■ Required work ■
Nothing in the entries may be dropped: restate them word for word.

▬▬▬▬▬▬

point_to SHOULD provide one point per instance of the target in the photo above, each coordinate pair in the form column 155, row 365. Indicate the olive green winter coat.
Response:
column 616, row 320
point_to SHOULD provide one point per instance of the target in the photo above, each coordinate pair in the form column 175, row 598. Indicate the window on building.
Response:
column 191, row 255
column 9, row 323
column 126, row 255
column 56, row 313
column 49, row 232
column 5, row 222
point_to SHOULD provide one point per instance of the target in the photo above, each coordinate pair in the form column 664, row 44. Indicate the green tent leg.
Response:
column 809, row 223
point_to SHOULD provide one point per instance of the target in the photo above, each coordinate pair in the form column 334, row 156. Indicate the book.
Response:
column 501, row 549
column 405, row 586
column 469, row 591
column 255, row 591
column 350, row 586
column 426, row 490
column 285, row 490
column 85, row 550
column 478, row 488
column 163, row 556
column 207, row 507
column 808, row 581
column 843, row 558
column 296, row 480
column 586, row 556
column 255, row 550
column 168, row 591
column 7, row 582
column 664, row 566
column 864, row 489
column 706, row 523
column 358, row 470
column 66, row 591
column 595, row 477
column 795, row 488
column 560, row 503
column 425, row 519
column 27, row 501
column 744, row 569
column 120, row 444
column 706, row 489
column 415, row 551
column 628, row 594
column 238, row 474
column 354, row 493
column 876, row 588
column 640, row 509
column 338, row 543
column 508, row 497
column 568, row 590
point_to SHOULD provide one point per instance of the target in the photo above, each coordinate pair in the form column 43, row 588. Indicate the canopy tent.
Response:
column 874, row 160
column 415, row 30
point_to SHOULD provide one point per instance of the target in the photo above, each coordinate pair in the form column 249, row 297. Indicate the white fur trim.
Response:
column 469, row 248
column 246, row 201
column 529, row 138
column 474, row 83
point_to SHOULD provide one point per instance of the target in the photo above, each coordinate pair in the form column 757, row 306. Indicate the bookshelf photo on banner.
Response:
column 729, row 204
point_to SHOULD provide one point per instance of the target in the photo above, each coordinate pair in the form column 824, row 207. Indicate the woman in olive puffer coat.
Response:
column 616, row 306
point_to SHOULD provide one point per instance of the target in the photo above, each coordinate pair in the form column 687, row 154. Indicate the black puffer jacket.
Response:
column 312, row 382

▬▬▬▬▬▬

■ Answer to the exercise ■
point_to SHOULD provide one point per instance of the target in the photo above, each coordinate pair in the form column 155, row 365. Indicate the olive green winter coat.
Response:
column 616, row 320
point_to SHOULD provide one point per instance of the target in the photo above, each coordinate pair in the form column 175, row 598. Indicate the window on building.
Response:
column 191, row 255
column 9, row 323
column 126, row 255
column 56, row 313
column 49, row 232
column 5, row 222
point_to SHOULD provide one point per instance of the target in the photo above, each coordinate pair in the form column 664, row 44. Indicate the green tent leg.
Response:
column 809, row 223
point_to SHOULD provide one point per instance of the target in the photo above, each coordinate pair in the form column 334, row 156. Indicate the book.
Response:
column 501, row 549
column 405, row 586
column 469, row 591
column 255, row 591
column 350, row 586
column 426, row 490
column 285, row 490
column 85, row 550
column 478, row 488
column 163, row 556
column 207, row 507
column 808, row 581
column 843, row 558
column 296, row 480
column 586, row 556
column 255, row 550
column 168, row 591
column 7, row 582
column 664, row 566
column 864, row 489
column 706, row 523
column 358, row 470
column 66, row 591
column 595, row 477
column 795, row 488
column 560, row 503
column 425, row 519
column 27, row 501
column 744, row 569
column 120, row 444
column 706, row 489
column 415, row 551
column 628, row 594
column 238, row 474
column 354, row 493
column 876, row 588
column 640, row 509
column 338, row 543
column 508, row 497
column 568, row 590
point_to SHOULD provide one point per instance of the target in the photo above, each coordinate pair in the form column 43, row 588. Indicate the canopy tent.
Response:
column 874, row 160
column 415, row 30
point_to SHOULD provide one point per instance of the target in the photo above, each coordinate pair in the form column 249, row 297. Indicate the white fur trim.
Response:
column 469, row 248
column 246, row 201
column 529, row 138
column 474, row 83
point_to SHOULD provide one point per instance of the target in the photo above, each coordinate pair in the form column 757, row 306. Indicate the bookshelf photo on banner.
Response:
column 729, row 204
point_to SHOULD provide one point per instance of the target in the photo above, each coordinate pair in the form column 824, row 207. Indicate the woman in olive puffer coat.
Response:
column 616, row 306
point_to SHOULD provide one point per instance of the target in the photo above, each coordinate pair in the form column 687, row 154. Indicate the black puffer jacket.
Response:
column 312, row 382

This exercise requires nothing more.